### [WHAT YOU HAVE TO DO]
Return the lines below that contain the word "strip".

Referring expression data:
+ + + + + + +

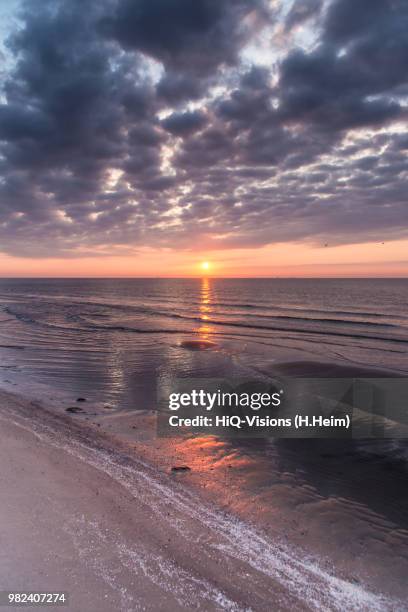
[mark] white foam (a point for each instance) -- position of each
(305, 581)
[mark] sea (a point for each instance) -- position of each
(114, 342)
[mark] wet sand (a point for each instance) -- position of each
(82, 513)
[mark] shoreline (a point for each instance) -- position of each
(137, 532)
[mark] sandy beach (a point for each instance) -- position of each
(80, 514)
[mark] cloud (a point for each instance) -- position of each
(161, 123)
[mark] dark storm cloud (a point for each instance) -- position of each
(134, 122)
(181, 124)
(177, 31)
(300, 11)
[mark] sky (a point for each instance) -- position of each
(143, 137)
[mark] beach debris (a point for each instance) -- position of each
(197, 345)
(181, 468)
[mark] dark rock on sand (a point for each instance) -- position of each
(197, 345)
(180, 468)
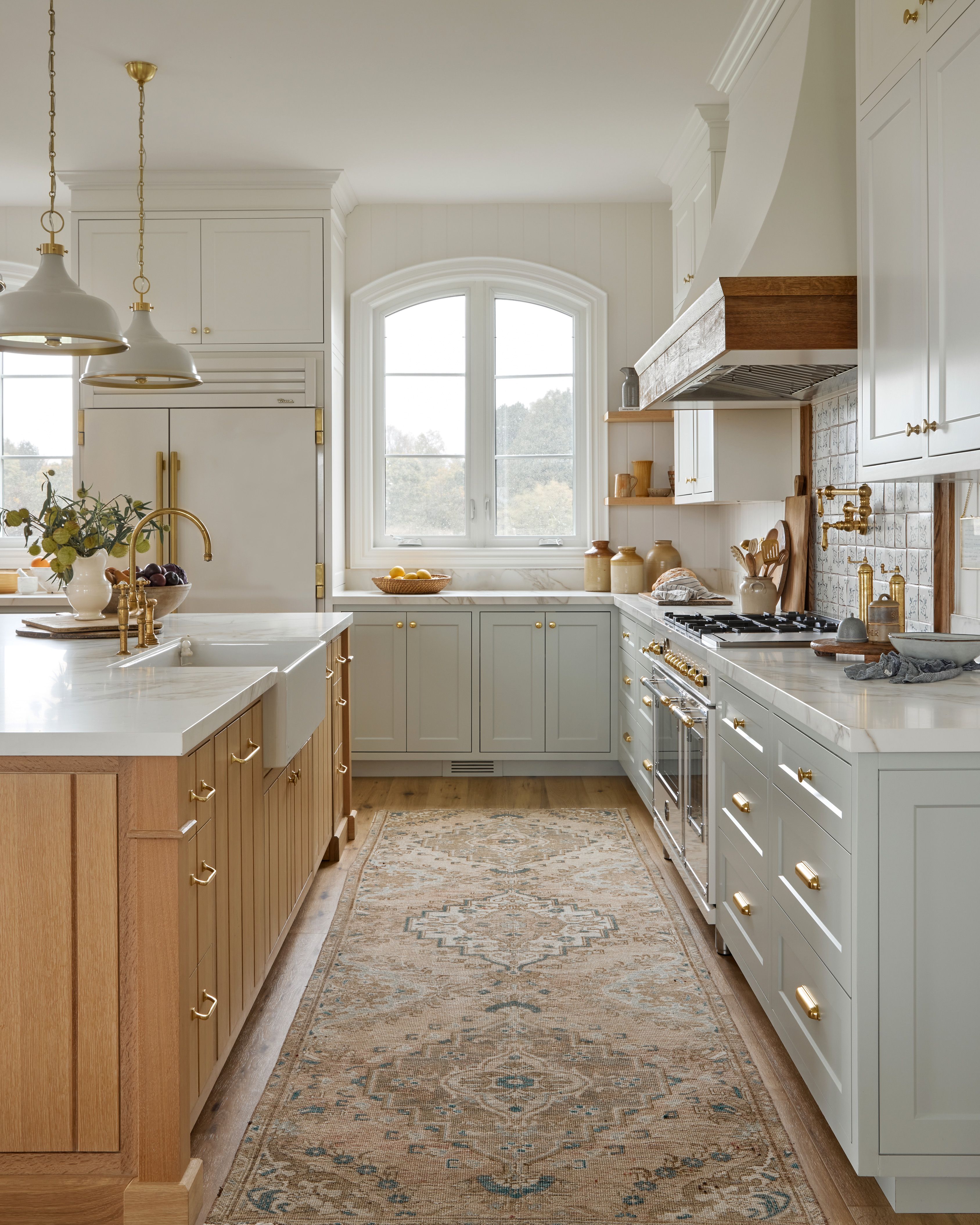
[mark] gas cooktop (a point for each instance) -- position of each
(751, 630)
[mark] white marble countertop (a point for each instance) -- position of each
(66, 699)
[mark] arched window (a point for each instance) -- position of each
(472, 394)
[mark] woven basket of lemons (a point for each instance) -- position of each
(416, 582)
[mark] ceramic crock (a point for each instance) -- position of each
(90, 591)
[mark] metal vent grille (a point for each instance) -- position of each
(759, 383)
(473, 770)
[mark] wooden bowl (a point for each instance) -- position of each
(413, 586)
(168, 598)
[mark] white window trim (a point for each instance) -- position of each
(517, 277)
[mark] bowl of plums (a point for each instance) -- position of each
(167, 585)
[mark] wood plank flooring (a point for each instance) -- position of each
(846, 1199)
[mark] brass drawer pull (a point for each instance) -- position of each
(807, 874)
(808, 1004)
(212, 873)
(212, 1006)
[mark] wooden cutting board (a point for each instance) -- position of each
(798, 525)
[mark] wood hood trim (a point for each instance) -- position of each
(750, 316)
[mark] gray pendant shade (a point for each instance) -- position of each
(51, 314)
(151, 362)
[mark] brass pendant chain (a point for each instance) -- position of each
(140, 195)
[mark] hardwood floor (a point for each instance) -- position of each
(846, 1199)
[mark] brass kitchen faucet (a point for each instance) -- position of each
(855, 517)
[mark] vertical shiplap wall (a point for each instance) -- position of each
(608, 246)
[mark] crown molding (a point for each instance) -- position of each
(705, 131)
(742, 46)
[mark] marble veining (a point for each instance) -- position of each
(70, 699)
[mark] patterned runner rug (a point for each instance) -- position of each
(510, 1022)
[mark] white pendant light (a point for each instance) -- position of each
(51, 314)
(151, 362)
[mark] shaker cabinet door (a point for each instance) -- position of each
(439, 690)
(513, 651)
(954, 97)
(578, 690)
(892, 282)
(262, 281)
(108, 263)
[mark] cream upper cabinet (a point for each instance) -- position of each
(892, 285)
(952, 103)
(885, 38)
(262, 281)
(108, 263)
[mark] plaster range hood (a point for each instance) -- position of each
(754, 340)
(772, 310)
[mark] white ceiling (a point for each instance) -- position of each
(416, 100)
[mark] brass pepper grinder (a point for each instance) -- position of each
(865, 587)
(897, 591)
(123, 614)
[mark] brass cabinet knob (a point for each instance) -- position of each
(211, 874)
(212, 1003)
(807, 874)
(808, 1004)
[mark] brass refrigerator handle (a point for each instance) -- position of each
(161, 470)
(172, 533)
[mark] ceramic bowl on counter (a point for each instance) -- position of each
(962, 648)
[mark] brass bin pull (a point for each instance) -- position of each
(807, 874)
(808, 1004)
(212, 1005)
(212, 873)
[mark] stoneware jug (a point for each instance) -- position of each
(758, 595)
(90, 591)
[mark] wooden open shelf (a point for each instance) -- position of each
(641, 415)
(640, 502)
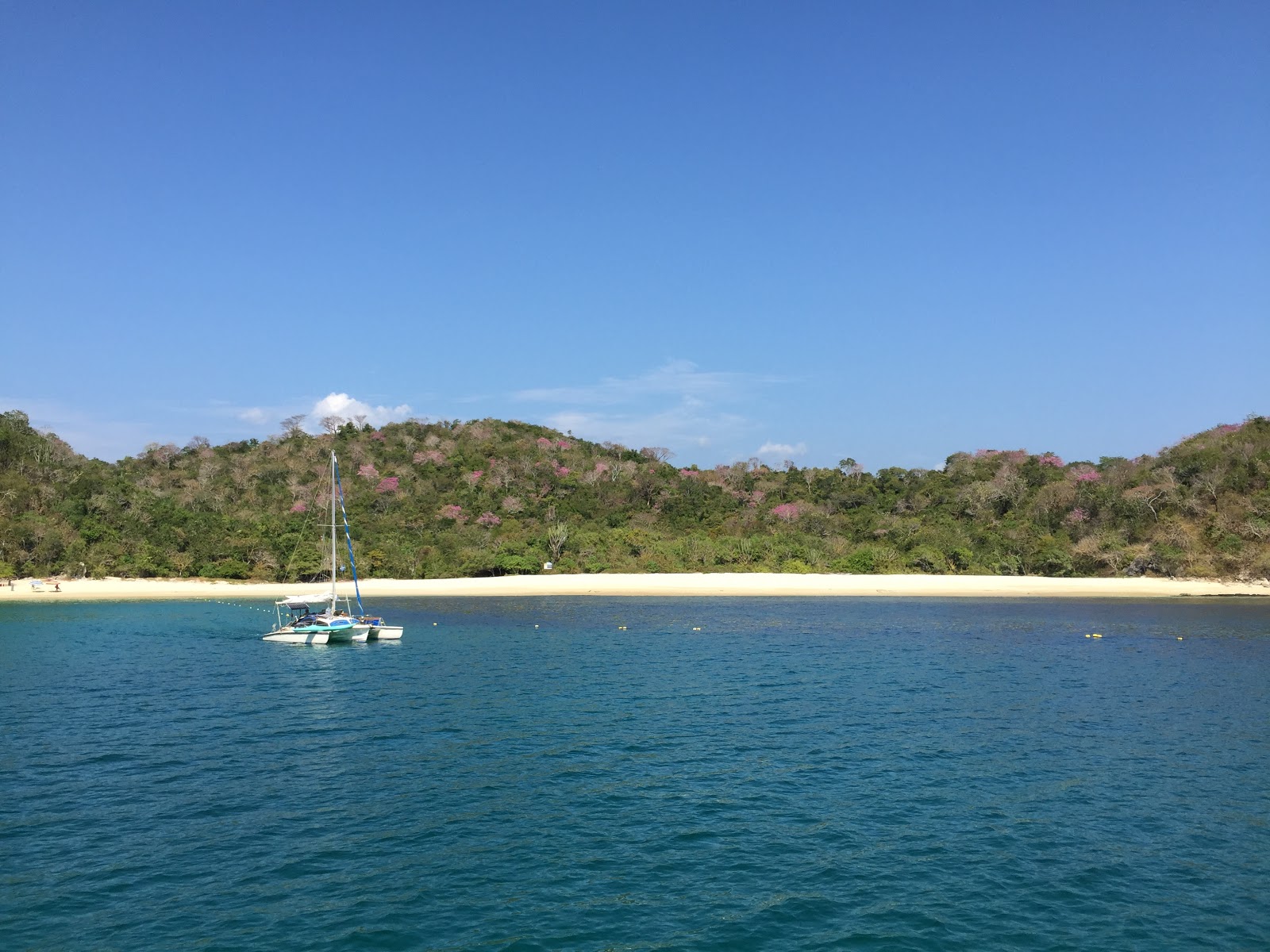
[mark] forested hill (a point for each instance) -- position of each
(491, 497)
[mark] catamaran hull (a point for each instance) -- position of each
(352, 632)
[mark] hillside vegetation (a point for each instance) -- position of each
(492, 498)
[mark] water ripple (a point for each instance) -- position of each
(806, 774)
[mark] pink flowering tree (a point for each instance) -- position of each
(454, 513)
(787, 512)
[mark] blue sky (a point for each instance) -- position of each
(798, 230)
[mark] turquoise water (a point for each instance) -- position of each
(797, 774)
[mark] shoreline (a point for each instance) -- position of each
(687, 584)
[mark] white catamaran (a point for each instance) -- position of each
(330, 624)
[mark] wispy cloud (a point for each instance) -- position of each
(676, 405)
(675, 378)
(88, 433)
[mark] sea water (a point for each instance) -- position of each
(641, 774)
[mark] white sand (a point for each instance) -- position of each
(686, 584)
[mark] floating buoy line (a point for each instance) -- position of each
(238, 605)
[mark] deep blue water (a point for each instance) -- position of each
(797, 774)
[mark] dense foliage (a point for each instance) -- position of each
(492, 498)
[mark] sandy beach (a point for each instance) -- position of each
(647, 585)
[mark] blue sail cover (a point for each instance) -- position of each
(348, 539)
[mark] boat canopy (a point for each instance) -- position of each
(305, 601)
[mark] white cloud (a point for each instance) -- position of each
(785, 451)
(349, 409)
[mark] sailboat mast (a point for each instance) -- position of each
(333, 562)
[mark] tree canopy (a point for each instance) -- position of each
(492, 498)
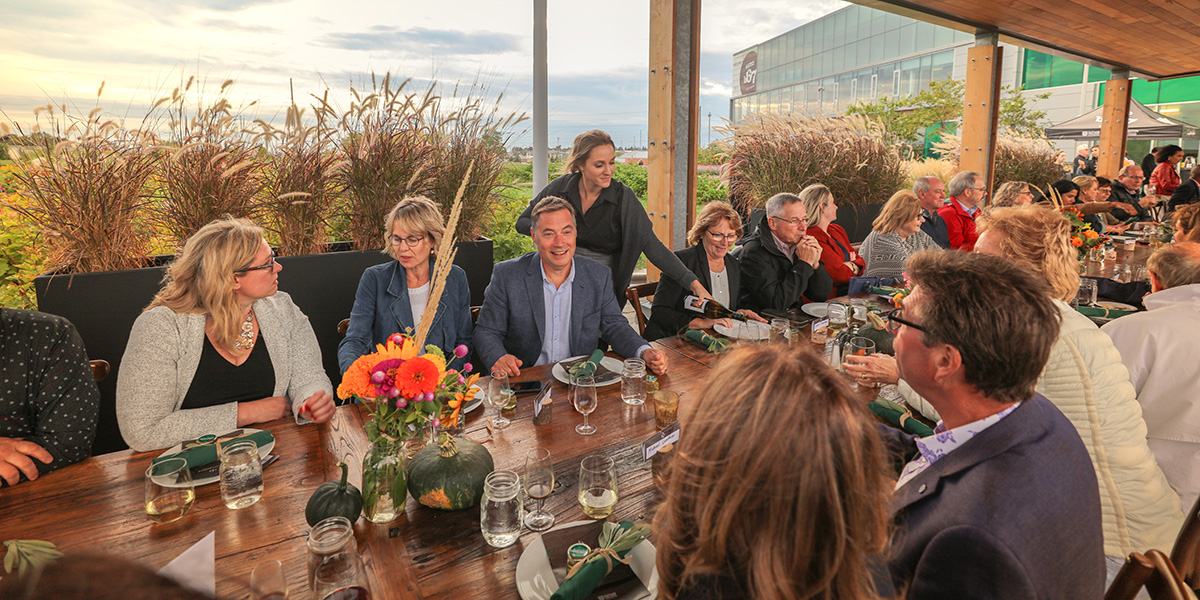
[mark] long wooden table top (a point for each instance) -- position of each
(97, 504)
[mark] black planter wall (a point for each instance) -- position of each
(105, 305)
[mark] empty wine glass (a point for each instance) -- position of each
(539, 483)
(585, 397)
(499, 393)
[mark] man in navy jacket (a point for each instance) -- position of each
(1002, 501)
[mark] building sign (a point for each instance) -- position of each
(749, 76)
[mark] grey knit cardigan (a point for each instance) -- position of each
(161, 359)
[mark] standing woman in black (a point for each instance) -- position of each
(611, 225)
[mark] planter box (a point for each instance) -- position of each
(105, 305)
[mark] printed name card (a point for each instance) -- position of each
(670, 435)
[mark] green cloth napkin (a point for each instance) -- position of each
(207, 454)
(713, 345)
(1101, 312)
(589, 367)
(892, 413)
(589, 575)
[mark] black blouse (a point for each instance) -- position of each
(220, 382)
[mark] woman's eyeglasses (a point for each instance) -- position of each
(269, 264)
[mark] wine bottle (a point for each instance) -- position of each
(711, 309)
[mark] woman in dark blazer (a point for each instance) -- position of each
(391, 297)
(708, 258)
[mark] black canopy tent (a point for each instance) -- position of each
(1144, 124)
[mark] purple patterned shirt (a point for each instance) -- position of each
(943, 442)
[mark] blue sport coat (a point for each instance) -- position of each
(513, 319)
(381, 309)
(1014, 513)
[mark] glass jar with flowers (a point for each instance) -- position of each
(406, 391)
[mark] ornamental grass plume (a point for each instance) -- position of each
(772, 154)
(85, 181)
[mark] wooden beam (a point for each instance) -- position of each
(981, 112)
(660, 153)
(1115, 127)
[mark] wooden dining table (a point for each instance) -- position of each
(97, 505)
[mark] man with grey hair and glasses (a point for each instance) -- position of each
(781, 263)
(966, 192)
(931, 193)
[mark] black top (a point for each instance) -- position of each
(47, 391)
(220, 382)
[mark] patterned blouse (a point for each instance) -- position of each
(886, 253)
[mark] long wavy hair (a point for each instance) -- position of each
(779, 483)
(1039, 238)
(201, 279)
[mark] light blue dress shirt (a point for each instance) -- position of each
(556, 343)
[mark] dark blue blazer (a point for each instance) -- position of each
(382, 309)
(935, 227)
(513, 319)
(1014, 513)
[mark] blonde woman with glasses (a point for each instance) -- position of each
(220, 347)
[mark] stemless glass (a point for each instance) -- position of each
(499, 393)
(169, 491)
(598, 486)
(241, 474)
(267, 581)
(539, 483)
(585, 397)
(501, 509)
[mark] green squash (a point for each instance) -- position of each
(449, 475)
(334, 499)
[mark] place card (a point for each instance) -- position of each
(670, 435)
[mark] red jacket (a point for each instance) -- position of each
(959, 225)
(1164, 179)
(833, 240)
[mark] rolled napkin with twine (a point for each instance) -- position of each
(616, 541)
(207, 454)
(713, 345)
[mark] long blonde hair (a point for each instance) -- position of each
(779, 483)
(201, 279)
(1038, 237)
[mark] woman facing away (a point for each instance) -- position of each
(611, 223)
(837, 255)
(393, 297)
(219, 347)
(897, 235)
(717, 228)
(743, 517)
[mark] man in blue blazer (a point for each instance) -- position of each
(1002, 499)
(551, 305)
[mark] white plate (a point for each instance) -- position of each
(535, 580)
(611, 364)
(817, 310)
(744, 330)
(203, 481)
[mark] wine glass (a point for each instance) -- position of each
(539, 483)
(267, 581)
(169, 490)
(585, 396)
(499, 393)
(598, 486)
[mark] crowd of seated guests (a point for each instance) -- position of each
(1075, 436)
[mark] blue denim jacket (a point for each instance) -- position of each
(382, 309)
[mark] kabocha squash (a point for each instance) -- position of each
(450, 474)
(334, 499)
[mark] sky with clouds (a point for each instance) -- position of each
(598, 53)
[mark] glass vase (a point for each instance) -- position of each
(384, 481)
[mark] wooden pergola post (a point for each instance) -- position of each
(1115, 127)
(673, 120)
(981, 107)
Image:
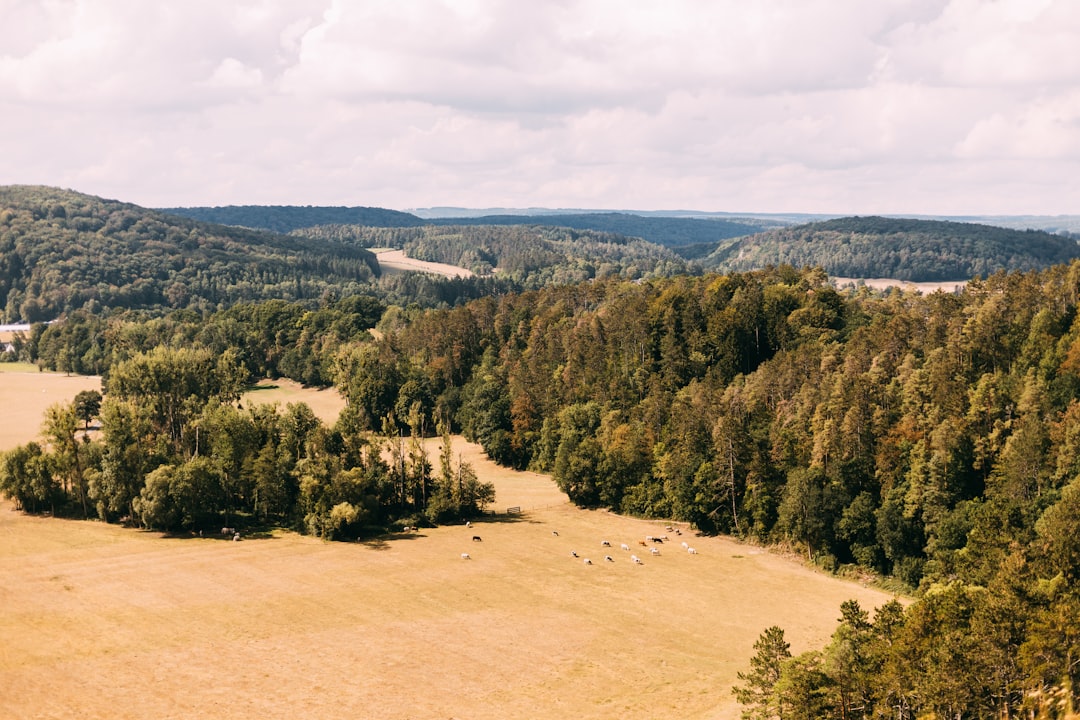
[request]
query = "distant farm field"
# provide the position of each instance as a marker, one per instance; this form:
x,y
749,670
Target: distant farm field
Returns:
x,y
25,394
105,622
326,403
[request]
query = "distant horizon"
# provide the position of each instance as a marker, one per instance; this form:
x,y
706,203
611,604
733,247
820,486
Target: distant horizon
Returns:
x,y
936,108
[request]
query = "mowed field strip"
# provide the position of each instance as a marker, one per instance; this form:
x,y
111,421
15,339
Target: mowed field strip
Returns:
x,y
106,622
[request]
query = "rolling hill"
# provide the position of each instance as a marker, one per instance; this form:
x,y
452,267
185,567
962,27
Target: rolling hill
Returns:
x,y
286,218
909,249
62,250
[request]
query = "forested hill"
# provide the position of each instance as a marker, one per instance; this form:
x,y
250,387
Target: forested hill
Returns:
x,y
916,250
62,250
287,218
666,231
527,256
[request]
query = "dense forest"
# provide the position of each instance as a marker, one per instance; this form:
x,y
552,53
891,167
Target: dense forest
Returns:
x,y
927,439
665,231
527,257
916,250
62,250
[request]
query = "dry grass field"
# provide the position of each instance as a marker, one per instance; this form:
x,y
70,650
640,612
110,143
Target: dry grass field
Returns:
x,y
326,404
104,622
25,394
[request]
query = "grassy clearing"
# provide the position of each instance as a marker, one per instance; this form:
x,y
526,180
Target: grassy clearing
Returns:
x,y
326,404
18,367
104,622
25,394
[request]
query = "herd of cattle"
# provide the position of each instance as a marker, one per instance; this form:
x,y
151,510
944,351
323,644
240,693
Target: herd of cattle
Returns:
x,y
650,542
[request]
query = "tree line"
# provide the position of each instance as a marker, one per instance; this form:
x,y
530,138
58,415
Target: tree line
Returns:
x,y
931,438
178,452
916,250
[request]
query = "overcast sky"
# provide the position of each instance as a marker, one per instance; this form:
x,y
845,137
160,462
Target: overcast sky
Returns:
x,y
815,106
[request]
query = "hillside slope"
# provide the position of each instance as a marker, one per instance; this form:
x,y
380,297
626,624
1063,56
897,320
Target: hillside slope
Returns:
x,y
666,231
61,250
287,218
917,250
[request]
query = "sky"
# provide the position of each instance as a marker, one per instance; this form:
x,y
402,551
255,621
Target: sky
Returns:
x,y
932,107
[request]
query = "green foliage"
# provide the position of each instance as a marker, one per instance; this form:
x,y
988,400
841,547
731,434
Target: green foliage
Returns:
x,y
522,256
758,687
62,252
287,218
665,231
917,250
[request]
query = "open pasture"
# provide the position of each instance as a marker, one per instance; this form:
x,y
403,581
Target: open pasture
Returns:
x,y
25,394
325,403
105,622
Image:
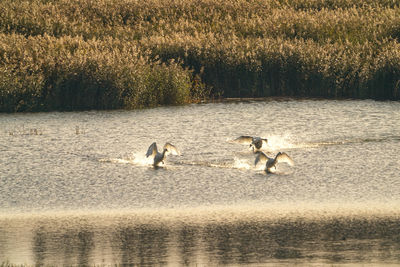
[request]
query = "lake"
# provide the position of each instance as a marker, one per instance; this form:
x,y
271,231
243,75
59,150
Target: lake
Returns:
x,y
76,188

+ + + + + + +

### [SOLUTION TO THE PROBLEM]
query = "mowed field strip"
Target: mowed field strip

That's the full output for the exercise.